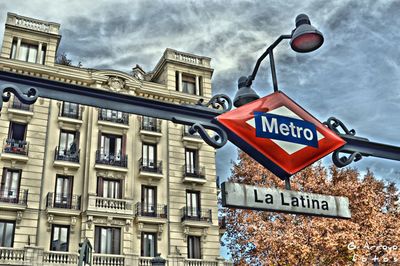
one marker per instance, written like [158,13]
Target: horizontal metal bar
[369,148]
[111,100]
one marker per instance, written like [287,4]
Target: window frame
[52,236]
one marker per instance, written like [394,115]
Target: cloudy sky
[354,76]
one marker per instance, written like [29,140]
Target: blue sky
[354,76]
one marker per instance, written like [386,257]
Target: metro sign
[279,134]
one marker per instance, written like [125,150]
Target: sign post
[288,201]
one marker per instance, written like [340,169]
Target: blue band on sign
[285,128]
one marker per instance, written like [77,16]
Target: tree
[370,237]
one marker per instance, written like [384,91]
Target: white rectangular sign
[273,199]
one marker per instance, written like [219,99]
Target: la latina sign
[279,134]
[273,199]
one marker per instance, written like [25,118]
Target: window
[9,187]
[192,203]
[191,161]
[110,147]
[17,131]
[107,240]
[149,245]
[70,110]
[7,230]
[194,247]
[149,200]
[59,238]
[189,84]
[149,152]
[68,144]
[28,52]
[63,191]
[109,188]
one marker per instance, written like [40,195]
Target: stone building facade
[133,186]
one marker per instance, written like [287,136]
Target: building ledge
[112,124]
[62,211]
[107,167]
[66,164]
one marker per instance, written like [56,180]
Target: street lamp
[304,38]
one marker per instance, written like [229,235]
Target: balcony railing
[54,200]
[187,134]
[154,125]
[108,260]
[16,104]
[12,255]
[196,214]
[20,147]
[111,159]
[66,155]
[194,171]
[199,262]
[59,257]
[120,118]
[148,210]
[110,203]
[14,196]
[150,166]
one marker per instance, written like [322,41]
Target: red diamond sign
[279,134]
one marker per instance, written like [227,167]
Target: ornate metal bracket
[358,147]
[29,98]
[218,101]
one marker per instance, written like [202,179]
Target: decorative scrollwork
[29,98]
[218,101]
[345,160]
[217,141]
[334,123]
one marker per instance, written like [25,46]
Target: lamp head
[305,38]
[245,94]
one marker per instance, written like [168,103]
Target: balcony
[108,260]
[154,214]
[110,161]
[21,110]
[63,204]
[196,217]
[113,119]
[12,256]
[199,262]
[150,169]
[60,257]
[65,158]
[150,130]
[192,174]
[110,205]
[13,199]
[15,150]
[71,117]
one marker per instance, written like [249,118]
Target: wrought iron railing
[196,214]
[54,200]
[16,104]
[151,210]
[120,119]
[66,155]
[120,160]
[152,125]
[14,196]
[16,146]
[194,171]
[150,166]
[76,114]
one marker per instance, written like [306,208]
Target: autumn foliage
[370,237]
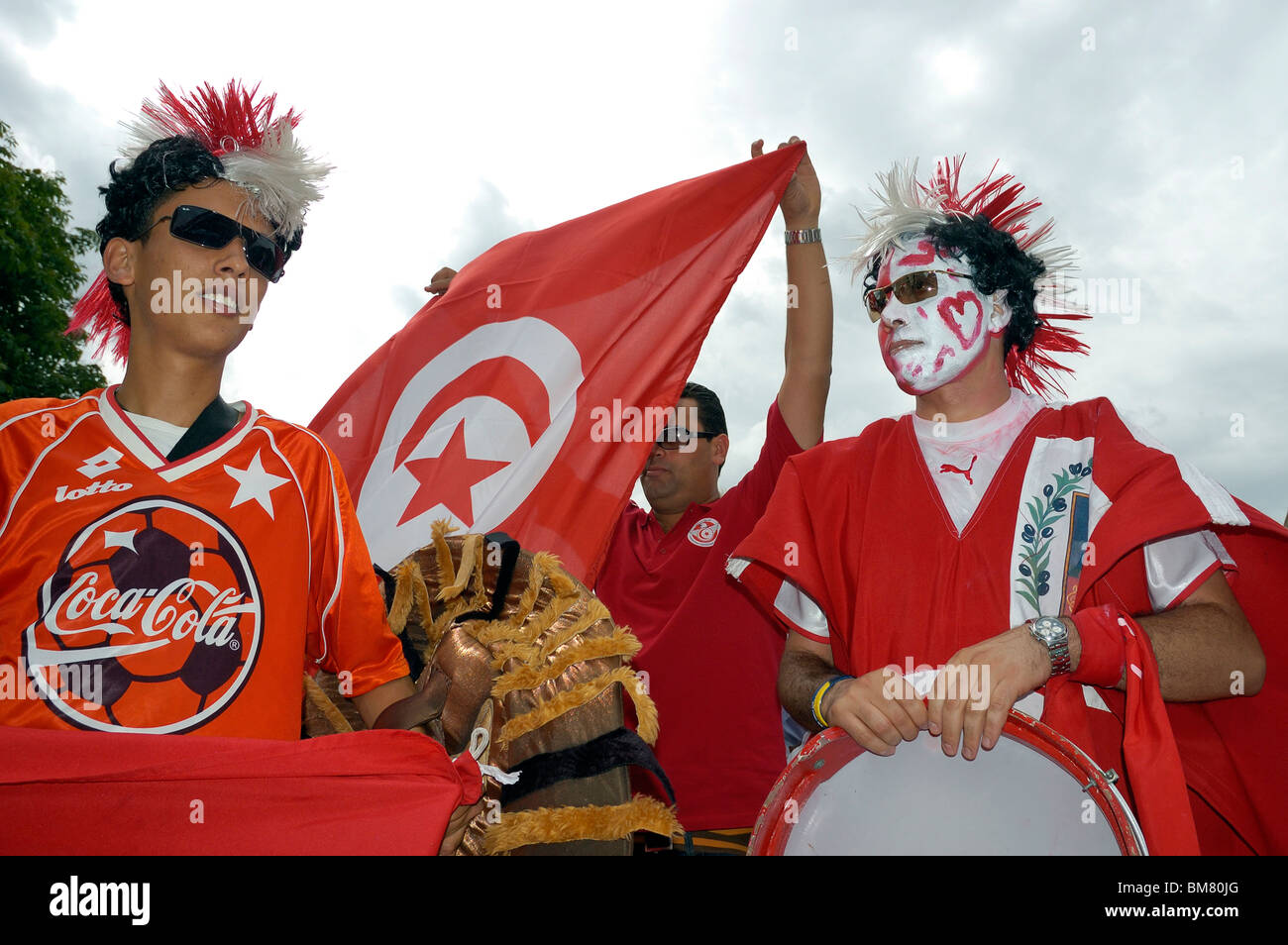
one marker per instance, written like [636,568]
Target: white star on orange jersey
[254,483]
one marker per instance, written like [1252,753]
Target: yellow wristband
[816,708]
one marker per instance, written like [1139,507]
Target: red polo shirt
[709,654]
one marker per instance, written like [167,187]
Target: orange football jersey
[140,595]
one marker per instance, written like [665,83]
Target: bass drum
[1034,791]
[537,675]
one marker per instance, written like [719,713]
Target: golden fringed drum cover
[536,662]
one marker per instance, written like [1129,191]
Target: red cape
[829,494]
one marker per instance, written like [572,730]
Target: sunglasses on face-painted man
[214,231]
[909,288]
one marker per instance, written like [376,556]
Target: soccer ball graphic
[158,606]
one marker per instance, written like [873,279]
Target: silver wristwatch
[1052,632]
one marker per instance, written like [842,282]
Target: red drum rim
[832,748]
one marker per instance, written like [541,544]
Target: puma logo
[949,468]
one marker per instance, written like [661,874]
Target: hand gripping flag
[519,400]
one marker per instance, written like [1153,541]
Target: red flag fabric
[94,794]
[527,396]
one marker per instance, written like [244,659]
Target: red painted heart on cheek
[953,312]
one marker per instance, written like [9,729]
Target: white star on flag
[254,483]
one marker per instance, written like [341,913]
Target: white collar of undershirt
[962,432]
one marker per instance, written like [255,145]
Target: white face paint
[930,343]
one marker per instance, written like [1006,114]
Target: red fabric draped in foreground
[89,793]
[507,403]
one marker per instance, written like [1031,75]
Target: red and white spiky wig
[910,206]
[259,155]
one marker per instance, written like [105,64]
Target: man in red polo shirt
[711,657]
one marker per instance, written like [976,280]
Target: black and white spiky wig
[244,145]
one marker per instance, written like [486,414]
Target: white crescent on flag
[484,445]
[482,408]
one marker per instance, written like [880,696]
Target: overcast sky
[1151,132]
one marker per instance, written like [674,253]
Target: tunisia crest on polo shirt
[704,532]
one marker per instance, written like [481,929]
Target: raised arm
[807,345]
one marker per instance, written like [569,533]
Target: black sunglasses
[675,437]
[214,231]
[909,288]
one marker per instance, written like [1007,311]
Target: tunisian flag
[506,403]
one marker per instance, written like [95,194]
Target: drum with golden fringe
[537,674]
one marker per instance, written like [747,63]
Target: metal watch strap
[1054,634]
[795,237]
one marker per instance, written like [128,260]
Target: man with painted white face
[1055,550]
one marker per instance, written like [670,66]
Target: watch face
[1048,630]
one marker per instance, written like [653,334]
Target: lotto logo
[101,464]
[65,494]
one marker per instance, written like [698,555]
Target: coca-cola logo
[161,612]
[161,599]
[704,533]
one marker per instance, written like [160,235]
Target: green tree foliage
[39,278]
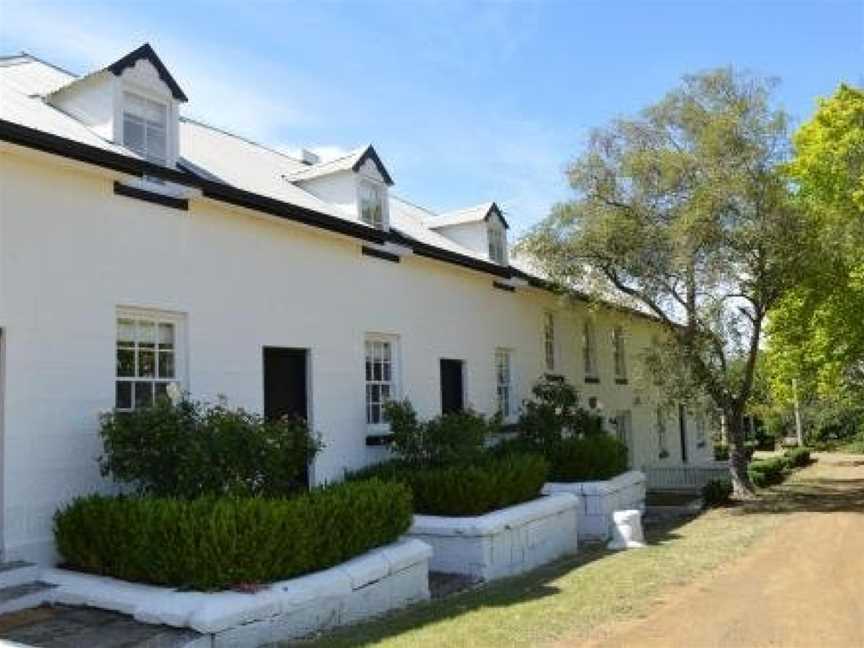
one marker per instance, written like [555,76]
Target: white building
[139,248]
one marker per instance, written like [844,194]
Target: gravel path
[802,585]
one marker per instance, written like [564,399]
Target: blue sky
[464,101]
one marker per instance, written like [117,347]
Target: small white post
[799,433]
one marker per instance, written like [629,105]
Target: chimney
[308,157]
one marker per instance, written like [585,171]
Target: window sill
[375,440]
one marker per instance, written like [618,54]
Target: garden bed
[502,543]
[599,499]
[380,580]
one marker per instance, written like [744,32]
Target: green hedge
[766,472]
[217,543]
[717,492]
[491,484]
[798,457]
[194,449]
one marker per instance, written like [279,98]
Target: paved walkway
[802,586]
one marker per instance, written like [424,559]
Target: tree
[816,334]
[682,211]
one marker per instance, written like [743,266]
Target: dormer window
[372,204]
[145,127]
[497,242]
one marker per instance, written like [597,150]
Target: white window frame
[380,191]
[497,240]
[154,318]
[504,389]
[167,129]
[589,351]
[619,353]
[662,430]
[549,342]
[394,383]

What this task involves
Pictures are to be left out; the records above must be repeated word for word.

Result
one marker per instance, written like [158,13]
Target: horizontal metal bar
[369,148]
[111,100]
one marker per instance, written like [287,4]
Target: window frame
[52,236]
one marker per instance, written like [394,115]
Target: cloudy sky
[354,76]
one marker per instance, written like [29,140]
Target: blue sky
[354,76]
one marker per instance, written like [386,257]
Target: metro sign
[279,134]
one marker per instance, written like [125,150]
Target: sign post
[288,201]
one marker per instance, written like [340,169]
Target: blue band on sign
[285,128]
one marker per instance, written like [77,16]
Target: tree
[370,237]
one marker per instance, written like [384,91]
Target: white rectangular sign
[273,199]
one marker per instance, written like [219,99]
Target: la latina sign
[279,134]
[273,199]
one marker per instance, written like [25,118]
Target: window
[9,187]
[192,203]
[191,161]
[110,147]
[17,131]
[107,240]
[149,245]
[70,110]
[7,230]
[194,247]
[149,200]
[59,238]
[189,84]
[149,152]
[68,144]
[28,52]
[63,191]
[109,188]
one marker per instance, written like [40,195]
Target: stone building facade
[133,186]
one marker per instance, written like [287,136]
Target: building ledge
[112,124]
[62,211]
[107,167]
[66,164]
one marker per instance, written like [56,180]
Target: street lamp
[304,38]
one marker per instance, written like [229,235]
Target: balcony railing
[54,200]
[187,134]
[154,125]
[108,260]
[16,104]
[12,255]
[196,214]
[20,147]
[111,159]
[66,155]
[194,171]
[199,262]
[59,257]
[120,118]
[148,210]
[110,203]
[14,196]
[150,166]
one marker per instance, written like [322,41]
Target: red diamond sign
[279,134]
one marker per instance, written like [227,167]
Target: ornate metal bracket
[358,147]
[29,98]
[218,101]
one marker per instance, written like [202,179]
Target: decorative scrollwork
[29,98]
[218,101]
[345,160]
[217,141]
[334,123]
one marker per instance, written like [25,46]
Target: lamp head
[305,38]
[245,94]
one marker per instance, written like [168,103]
Target: balcony
[108,260]
[154,214]
[110,161]
[21,110]
[63,204]
[196,217]
[113,119]
[12,256]
[199,262]
[150,169]
[60,257]
[65,158]
[150,130]
[192,174]
[110,205]
[13,199]
[15,150]
[71,117]
one marker per instance, written like [249,118]
Target: wrought iron railing
[196,214]
[54,200]
[16,104]
[151,210]
[120,119]
[66,155]
[120,160]
[152,125]
[14,196]
[16,146]
[194,171]
[150,166]
[76,114]
one marker per instance, written like [306,208]
Target: autumn foliage
[370,237]
one marker per instance, written like [636,568]
Target: white star on orange jersey
[254,483]
one marker per instance, written like [1252,753]
Target: yellow wristband
[816,708]
one marker per instance, written like [1139,507]
Target: red polo shirt
[709,654]
one marker per instance, written like [167,187]
Target: orange football jersey
[140,595]
one marker per instance, written like [665,83]
Target: bass drum
[1034,791]
[537,675]
one marker per instance, written like [719,713]
Target: golden fringed drum cover
[536,662]
one marker per instance, written like [1129,191]
Target: red cape
[829,494]
one marker per instance, written like [572,730]
Target: sunglasses on face-painted man
[214,231]
[909,288]
one marker per instance, written like [376,556]
Target: soccer ball graphic
[158,606]
one marker per instance, written like [873,279]
Target: silver wristwatch
[1052,632]
one marker per instance, written like [842,282]
Target: red drum rim
[832,748]
one marker per instance, written like [541,544]
Target: puma logo
[949,468]
one marker per instance, written like [661,874]
Target: hand gripping flag
[519,400]
one marker per instance, written like [1153,541]
Target: red flag fabric
[94,794]
[527,396]
one marker per instance, written like [244,659]
Target: red painted heart on cheek
[953,312]
one marker per instance, written like [9,729]
Target: white star on flag
[254,483]
one marker per instance, written like [341,913]
Target: white collar of undershirt
[962,432]
one marker per instance, written like [255,145]
Target: white face paint
[930,343]
one marker per instance, written like [1006,114]
Target: red fabric draped in foreground
[89,793]
[507,403]
one marker per instance, written like [1031,75]
Target: red and white spiky wig
[910,206]
[259,155]
one marker per instance, written like [105,64]
Target: man in red polo shirt
[711,657]
one marker per instance, written like [976,280]
Target: black and white spiky wig
[244,145]
one marker per instance, written like [486,414]
Target: white crescent on flag
[484,445]
[482,408]
one marker per instance, written like [880,696]
Target: overcast sky
[1151,132]
one marker per instance, written like [674,253]
Target: tunisia crest on polo shirt
[704,532]
one marker per instance, written like [481,929]
Target: raised arm
[807,345]
one marker per instance, written like [569,533]
Target: black sunglasses
[675,437]
[214,231]
[909,288]
one marker per instance, written like [1007,311]
Target: tunisian flag
[506,403]
one marker per instance, written like [95,194]
Target: drum with golden fringe
[537,674]
one marker per instance, written like [747,63]
Target: metal watch strap
[1054,634]
[795,237]
one marker per instance, written like [128,260]
Target: man with painted white face
[1055,550]
one marker per instance, written like [670,66]
Target: watch face
[1048,630]
one marker per instance, written like [653,334]
Target: lotto logo
[101,464]
[65,494]
one marker per instance, written like [698,555]
Target: coca-cola logo
[161,612]
[161,599]
[704,533]
one marker per instance, written like [160,235]
Target: green tree foliage
[39,278]
one marker per instance, written like [555,76]
Target: white building
[139,248]
one marker per instance, written like [844,194]
Target: gravel path
[802,585]
one marker per instance, written like [564,399]
Target: blue sky
[464,101]
one marker per instance, written like [117,347]
Target: small white post
[799,433]
one marker per instance, written like [629,105]
Target: chimney
[308,157]
one marker per instance, written like [585,171]
Target: window sill
[375,440]
one marker per instance, written like [618,54]
Target: garden bed
[502,543]
[599,499]
[380,580]
one marker per instance, written like [744,32]
Target: green hedge
[766,472]
[217,543]
[717,492]
[491,484]
[798,457]
[194,449]
one marker per instance, written like [279,98]
Target: paved walkway
[802,586]
one marker per instance, written like [424,559]
Target: tree
[816,334]
[682,211]
one marker per instance, written like [743,266]
Target: dormer window
[372,204]
[145,127]
[497,242]
one marker per instance, written like [597,150]
Target: white window frame
[380,191]
[497,240]
[154,318]
[504,389]
[167,129]
[589,351]
[619,353]
[662,430]
[549,342]
[394,383]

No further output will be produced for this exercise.